» Your instructions: Copy nothing but the lines below running from the line containing "like [500, 740]." through the line containing "like [23, 314].", both end lines included.

(Photo-based referring expression data)
☆ ☆ ☆

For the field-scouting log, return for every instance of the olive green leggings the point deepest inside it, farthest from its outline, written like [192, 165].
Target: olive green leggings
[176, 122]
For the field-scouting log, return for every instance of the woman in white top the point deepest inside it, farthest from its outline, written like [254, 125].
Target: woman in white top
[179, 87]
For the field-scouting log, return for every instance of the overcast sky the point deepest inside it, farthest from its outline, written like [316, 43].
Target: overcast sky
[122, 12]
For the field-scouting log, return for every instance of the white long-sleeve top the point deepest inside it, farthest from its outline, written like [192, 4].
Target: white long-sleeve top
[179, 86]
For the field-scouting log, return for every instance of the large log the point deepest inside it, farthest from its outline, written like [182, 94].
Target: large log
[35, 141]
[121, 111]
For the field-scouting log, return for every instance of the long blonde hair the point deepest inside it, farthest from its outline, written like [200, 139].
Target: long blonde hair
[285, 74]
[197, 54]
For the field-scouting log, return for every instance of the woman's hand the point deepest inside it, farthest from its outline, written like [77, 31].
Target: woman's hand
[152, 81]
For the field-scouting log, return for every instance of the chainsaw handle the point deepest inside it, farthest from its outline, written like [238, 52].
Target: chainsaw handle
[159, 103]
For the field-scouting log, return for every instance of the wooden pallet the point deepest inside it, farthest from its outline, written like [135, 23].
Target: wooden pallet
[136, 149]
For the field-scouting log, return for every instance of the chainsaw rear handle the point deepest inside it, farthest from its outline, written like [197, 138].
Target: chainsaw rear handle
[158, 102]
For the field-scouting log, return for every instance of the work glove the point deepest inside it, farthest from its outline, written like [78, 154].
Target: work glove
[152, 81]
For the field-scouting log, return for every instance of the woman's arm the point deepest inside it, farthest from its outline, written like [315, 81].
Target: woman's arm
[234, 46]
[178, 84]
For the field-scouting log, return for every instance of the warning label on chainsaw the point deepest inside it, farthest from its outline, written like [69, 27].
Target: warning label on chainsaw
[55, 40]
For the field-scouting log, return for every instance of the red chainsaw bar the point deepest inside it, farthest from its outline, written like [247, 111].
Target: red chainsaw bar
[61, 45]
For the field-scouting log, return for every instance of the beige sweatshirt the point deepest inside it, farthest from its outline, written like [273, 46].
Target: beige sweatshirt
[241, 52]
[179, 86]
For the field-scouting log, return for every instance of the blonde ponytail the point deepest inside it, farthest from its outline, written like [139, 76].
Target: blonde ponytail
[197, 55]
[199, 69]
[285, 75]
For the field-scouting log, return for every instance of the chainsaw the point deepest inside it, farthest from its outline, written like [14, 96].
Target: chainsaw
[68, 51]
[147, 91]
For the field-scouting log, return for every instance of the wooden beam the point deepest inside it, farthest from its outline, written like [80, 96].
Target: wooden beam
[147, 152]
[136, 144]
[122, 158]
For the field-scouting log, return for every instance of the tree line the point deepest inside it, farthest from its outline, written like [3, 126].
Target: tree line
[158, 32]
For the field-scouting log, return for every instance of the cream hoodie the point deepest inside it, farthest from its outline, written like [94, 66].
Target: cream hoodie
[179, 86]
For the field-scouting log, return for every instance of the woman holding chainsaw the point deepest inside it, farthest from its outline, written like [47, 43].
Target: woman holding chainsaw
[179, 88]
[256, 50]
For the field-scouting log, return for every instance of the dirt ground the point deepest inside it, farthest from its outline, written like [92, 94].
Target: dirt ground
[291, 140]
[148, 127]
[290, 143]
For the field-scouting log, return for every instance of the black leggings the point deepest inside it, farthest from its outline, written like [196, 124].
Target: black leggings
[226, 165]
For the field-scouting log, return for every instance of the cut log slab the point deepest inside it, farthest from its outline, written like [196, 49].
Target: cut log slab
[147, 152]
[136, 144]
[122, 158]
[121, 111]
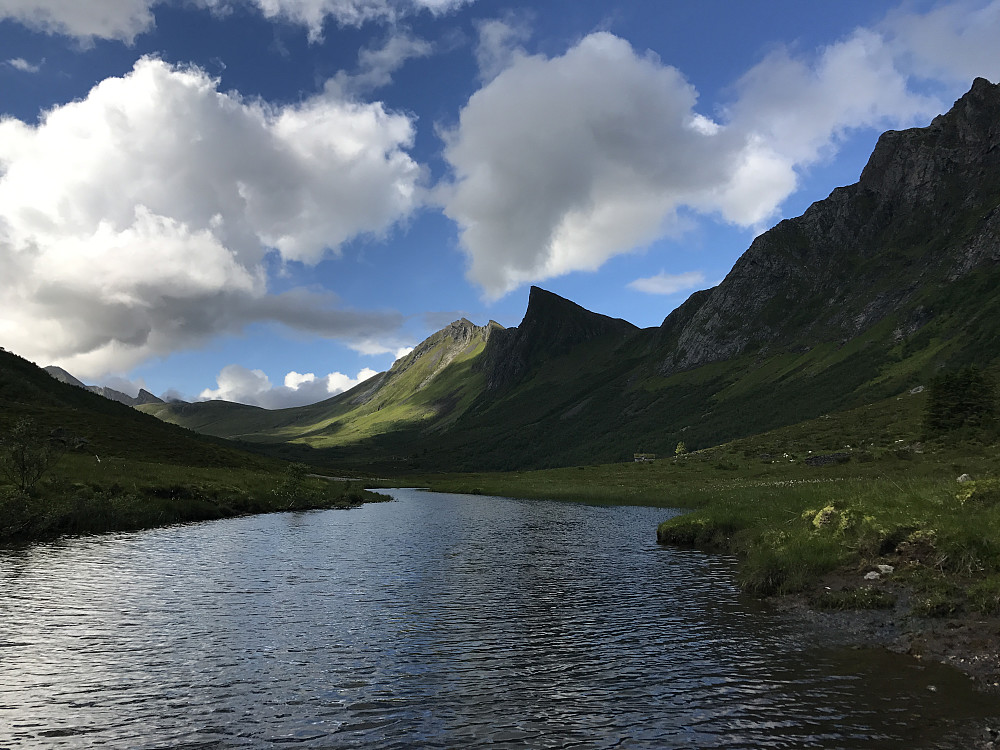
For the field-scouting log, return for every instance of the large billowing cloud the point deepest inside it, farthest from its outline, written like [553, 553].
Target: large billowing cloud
[136, 221]
[125, 19]
[562, 163]
[244, 386]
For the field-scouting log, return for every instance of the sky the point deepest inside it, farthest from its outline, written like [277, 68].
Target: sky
[268, 201]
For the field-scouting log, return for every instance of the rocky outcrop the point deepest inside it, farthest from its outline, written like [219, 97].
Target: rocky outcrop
[445, 345]
[551, 326]
[925, 211]
[144, 396]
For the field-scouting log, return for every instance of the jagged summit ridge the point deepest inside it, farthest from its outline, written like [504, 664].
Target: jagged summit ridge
[925, 208]
[551, 326]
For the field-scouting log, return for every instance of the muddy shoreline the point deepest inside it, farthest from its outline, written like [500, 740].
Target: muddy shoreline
[969, 642]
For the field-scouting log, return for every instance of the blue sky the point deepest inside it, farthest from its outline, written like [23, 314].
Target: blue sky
[264, 200]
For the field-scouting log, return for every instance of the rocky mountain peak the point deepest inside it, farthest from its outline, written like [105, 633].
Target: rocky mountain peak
[926, 210]
[552, 325]
[957, 151]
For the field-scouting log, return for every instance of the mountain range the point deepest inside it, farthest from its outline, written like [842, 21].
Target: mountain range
[143, 397]
[871, 291]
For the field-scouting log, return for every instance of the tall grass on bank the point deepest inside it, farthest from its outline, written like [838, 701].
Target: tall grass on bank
[792, 523]
[85, 496]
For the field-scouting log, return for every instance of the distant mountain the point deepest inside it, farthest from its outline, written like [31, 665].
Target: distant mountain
[551, 326]
[871, 291]
[102, 427]
[143, 397]
[923, 217]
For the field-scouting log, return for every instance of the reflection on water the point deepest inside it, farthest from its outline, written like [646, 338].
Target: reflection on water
[435, 621]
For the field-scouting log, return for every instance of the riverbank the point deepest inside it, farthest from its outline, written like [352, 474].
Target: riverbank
[882, 544]
[85, 496]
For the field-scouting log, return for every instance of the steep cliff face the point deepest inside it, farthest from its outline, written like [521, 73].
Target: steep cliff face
[428, 359]
[924, 212]
[551, 326]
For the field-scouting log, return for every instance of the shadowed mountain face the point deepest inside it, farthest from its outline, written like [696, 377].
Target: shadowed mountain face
[870, 291]
[924, 212]
[143, 397]
[551, 326]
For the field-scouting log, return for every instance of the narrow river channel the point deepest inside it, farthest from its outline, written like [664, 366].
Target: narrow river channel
[433, 621]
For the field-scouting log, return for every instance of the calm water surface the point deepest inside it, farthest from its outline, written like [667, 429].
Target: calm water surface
[432, 621]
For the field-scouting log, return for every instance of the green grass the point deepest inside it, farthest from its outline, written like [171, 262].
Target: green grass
[82, 496]
[896, 501]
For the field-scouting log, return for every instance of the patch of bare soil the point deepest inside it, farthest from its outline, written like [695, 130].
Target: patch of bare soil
[969, 642]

☆ ☆ ☆

» Reply:
For the field-scouting log, return for every instance of the muddy shoreline the point deepest inside it, farthest from its outline, written like [500, 740].
Target: muddy shoreline
[969, 642]
For the field-scouting log, return for every instance of the blue sky the point deepest inside it, farthest from its outline, written like [23, 314].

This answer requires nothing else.